## start MATERIAL FOR THE TASK
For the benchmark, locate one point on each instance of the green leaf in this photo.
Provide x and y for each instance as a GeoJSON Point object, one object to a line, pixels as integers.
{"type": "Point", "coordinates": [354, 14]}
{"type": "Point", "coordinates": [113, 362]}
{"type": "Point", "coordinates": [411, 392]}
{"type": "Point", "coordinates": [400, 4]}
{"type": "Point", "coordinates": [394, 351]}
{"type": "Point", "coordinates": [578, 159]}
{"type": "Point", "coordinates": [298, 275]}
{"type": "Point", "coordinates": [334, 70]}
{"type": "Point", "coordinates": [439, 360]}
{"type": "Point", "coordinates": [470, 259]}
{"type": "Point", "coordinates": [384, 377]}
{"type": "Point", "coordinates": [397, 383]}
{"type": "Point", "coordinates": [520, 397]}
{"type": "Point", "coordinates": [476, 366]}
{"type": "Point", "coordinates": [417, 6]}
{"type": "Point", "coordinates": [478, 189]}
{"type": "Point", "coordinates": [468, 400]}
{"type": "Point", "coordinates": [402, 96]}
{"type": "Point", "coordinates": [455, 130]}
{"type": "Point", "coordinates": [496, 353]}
## end MATERIAL FOR THE TASK
=== THE PROBLEM ===
Each record above should be restated word for word.

=== SOLVED PROBLEM ===
For the benchmark, locate one point on each instance of the green leaf in this photo.
Provide x and y for each instance as a GeoJSON Point object, one object to a line, pixels as integers.
{"type": "Point", "coordinates": [354, 14]}
{"type": "Point", "coordinates": [113, 362]}
{"type": "Point", "coordinates": [411, 392]}
{"type": "Point", "coordinates": [400, 4]}
{"type": "Point", "coordinates": [394, 351]}
{"type": "Point", "coordinates": [578, 159]}
{"type": "Point", "coordinates": [298, 275]}
{"type": "Point", "coordinates": [334, 70]}
{"type": "Point", "coordinates": [439, 360]}
{"type": "Point", "coordinates": [470, 259]}
{"type": "Point", "coordinates": [384, 377]}
{"type": "Point", "coordinates": [397, 383]}
{"type": "Point", "coordinates": [520, 397]}
{"type": "Point", "coordinates": [476, 366]}
{"type": "Point", "coordinates": [417, 6]}
{"type": "Point", "coordinates": [478, 189]}
{"type": "Point", "coordinates": [468, 400]}
{"type": "Point", "coordinates": [402, 96]}
{"type": "Point", "coordinates": [455, 130]}
{"type": "Point", "coordinates": [496, 353]}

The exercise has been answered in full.